◆ **Recorded information**
*-*-*

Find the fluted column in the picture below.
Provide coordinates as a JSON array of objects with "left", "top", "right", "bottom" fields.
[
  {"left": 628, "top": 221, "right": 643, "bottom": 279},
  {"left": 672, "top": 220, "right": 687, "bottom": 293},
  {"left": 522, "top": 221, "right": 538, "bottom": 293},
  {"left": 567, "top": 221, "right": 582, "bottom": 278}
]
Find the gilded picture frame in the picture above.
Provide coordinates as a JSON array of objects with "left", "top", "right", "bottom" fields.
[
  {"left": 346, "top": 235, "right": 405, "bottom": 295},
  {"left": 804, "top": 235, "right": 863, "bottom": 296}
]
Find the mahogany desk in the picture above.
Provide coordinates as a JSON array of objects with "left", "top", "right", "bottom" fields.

*-*-*

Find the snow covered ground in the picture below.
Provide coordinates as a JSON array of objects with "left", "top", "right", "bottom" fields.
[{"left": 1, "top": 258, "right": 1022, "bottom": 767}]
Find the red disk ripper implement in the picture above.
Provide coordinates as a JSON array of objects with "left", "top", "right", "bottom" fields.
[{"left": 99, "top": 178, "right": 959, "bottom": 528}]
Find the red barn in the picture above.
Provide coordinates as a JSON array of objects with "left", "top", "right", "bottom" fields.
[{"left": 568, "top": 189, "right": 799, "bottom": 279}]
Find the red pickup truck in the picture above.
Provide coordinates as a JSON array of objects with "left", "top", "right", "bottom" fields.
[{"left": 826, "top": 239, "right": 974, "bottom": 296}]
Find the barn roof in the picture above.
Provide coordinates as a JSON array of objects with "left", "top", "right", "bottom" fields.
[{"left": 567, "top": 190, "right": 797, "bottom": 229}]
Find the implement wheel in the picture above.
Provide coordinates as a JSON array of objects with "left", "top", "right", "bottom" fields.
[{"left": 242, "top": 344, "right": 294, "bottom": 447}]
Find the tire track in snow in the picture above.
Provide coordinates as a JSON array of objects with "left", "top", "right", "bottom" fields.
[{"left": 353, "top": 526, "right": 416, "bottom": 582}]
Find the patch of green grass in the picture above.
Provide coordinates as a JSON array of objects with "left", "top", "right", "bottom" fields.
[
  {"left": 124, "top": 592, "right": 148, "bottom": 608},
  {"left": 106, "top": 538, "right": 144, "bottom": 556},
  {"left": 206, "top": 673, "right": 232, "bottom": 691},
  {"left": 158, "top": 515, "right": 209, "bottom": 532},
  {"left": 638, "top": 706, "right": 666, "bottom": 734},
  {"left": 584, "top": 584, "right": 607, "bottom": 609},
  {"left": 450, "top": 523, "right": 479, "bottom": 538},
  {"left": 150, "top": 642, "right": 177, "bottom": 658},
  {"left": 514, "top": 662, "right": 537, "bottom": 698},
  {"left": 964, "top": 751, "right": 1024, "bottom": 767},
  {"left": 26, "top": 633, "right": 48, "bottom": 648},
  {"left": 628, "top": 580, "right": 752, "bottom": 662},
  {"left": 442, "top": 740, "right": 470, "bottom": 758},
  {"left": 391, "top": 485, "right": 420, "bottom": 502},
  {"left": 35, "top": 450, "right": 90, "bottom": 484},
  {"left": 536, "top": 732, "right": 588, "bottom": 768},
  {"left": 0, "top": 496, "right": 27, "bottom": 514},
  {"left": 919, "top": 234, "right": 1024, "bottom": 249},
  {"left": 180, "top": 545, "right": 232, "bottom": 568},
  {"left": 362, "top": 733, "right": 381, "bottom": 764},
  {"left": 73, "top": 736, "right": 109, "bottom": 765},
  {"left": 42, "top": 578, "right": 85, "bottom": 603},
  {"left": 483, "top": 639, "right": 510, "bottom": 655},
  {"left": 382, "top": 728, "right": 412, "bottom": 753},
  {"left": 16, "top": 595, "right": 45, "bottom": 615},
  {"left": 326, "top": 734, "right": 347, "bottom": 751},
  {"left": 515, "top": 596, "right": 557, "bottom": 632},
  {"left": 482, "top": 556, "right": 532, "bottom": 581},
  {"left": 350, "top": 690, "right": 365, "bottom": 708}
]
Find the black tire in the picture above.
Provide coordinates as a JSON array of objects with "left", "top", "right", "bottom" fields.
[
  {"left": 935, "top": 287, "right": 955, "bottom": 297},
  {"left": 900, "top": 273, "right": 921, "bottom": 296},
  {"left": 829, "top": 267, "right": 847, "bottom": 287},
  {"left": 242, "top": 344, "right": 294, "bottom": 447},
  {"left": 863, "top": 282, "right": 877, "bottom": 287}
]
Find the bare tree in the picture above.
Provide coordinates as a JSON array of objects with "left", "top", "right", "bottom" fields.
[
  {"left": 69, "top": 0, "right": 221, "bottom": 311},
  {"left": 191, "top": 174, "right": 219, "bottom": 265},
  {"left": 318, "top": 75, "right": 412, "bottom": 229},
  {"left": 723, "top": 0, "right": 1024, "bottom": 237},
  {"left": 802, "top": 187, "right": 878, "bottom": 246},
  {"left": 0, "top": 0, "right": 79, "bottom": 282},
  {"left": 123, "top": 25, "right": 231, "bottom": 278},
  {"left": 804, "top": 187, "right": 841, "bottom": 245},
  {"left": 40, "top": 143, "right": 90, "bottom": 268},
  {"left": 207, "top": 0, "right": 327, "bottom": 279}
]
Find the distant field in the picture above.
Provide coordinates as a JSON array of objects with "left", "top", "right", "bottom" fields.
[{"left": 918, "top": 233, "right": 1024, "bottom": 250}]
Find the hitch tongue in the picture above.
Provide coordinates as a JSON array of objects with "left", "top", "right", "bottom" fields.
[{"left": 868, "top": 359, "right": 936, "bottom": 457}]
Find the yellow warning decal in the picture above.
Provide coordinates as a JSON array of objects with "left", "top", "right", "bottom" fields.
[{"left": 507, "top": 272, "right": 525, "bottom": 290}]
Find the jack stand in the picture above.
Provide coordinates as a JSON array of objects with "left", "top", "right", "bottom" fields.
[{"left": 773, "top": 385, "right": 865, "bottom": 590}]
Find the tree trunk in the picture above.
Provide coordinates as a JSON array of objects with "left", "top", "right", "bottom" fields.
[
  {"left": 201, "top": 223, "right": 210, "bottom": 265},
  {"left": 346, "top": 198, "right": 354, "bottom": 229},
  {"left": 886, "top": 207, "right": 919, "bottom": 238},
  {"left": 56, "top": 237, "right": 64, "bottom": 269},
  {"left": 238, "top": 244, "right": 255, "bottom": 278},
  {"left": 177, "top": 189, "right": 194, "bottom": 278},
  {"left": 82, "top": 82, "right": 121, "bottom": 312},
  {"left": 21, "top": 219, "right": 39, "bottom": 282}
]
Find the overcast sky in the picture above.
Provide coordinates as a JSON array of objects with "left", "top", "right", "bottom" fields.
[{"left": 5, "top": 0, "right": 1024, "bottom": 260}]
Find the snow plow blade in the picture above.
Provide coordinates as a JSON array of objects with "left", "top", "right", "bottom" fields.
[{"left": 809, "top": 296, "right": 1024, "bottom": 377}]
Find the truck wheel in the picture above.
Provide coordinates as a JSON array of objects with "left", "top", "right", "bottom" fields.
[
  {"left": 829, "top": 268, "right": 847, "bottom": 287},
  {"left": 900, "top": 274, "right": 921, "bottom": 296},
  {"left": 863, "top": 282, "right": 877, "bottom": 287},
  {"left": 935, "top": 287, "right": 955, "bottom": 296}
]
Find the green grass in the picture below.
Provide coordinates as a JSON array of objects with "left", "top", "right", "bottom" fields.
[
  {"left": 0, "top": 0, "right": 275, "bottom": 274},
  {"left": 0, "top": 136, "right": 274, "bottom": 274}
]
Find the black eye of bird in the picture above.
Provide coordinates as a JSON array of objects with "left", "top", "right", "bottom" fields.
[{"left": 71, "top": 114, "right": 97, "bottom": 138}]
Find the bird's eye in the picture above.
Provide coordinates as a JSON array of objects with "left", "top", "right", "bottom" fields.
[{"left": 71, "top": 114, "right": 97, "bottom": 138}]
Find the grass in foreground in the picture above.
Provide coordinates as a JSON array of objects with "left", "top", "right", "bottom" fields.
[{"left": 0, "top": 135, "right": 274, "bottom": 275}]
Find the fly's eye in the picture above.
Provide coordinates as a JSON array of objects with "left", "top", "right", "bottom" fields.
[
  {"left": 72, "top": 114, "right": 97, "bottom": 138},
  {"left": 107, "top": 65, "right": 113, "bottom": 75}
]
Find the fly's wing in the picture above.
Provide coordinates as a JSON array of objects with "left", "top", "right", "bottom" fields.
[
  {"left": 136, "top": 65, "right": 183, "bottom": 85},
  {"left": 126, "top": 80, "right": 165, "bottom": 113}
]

*-*-*

Review the entries above and return every line where "truck" appears.

◆ **Output of the task**
Find the red pickup truck in the picture above.
Find the truck wheel in the picture above.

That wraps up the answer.